→ ENTRIES SUPPLIED
────────────────────

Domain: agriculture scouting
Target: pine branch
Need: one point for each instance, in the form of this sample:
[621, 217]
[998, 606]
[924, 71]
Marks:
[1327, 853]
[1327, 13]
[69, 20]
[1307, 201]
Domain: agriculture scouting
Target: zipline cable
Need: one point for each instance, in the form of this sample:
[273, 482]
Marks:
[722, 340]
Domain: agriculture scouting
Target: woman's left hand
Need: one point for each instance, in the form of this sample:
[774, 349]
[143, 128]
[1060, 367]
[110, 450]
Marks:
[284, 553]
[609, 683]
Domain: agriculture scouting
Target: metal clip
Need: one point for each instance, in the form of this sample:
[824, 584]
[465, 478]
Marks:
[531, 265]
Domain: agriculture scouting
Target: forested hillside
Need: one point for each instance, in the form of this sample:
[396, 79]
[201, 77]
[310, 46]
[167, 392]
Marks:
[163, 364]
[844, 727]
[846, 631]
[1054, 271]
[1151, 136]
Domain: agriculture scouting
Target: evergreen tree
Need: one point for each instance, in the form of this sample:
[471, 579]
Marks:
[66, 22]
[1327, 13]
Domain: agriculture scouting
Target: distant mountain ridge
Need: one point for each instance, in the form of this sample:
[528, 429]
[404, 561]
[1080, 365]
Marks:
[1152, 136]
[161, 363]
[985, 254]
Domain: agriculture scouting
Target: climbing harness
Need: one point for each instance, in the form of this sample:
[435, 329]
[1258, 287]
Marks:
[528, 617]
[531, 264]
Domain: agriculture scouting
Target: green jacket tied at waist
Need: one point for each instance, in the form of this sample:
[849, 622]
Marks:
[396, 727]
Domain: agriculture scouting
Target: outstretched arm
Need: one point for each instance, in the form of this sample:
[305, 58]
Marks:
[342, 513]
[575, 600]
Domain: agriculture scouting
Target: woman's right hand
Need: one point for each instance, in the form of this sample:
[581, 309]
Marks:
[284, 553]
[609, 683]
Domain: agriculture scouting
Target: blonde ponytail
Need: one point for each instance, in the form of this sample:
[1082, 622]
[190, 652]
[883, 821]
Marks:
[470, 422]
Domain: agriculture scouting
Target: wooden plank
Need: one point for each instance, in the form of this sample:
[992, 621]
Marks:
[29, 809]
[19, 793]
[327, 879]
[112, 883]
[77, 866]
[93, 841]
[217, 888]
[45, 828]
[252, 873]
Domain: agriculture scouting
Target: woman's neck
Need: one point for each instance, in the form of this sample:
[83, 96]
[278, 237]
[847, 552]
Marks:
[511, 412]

────────────────────

Pick out and copy each line of the data that contains the string "hand". Matching is case-sensitive.

Target: woman's left hand
Target: woman's right hand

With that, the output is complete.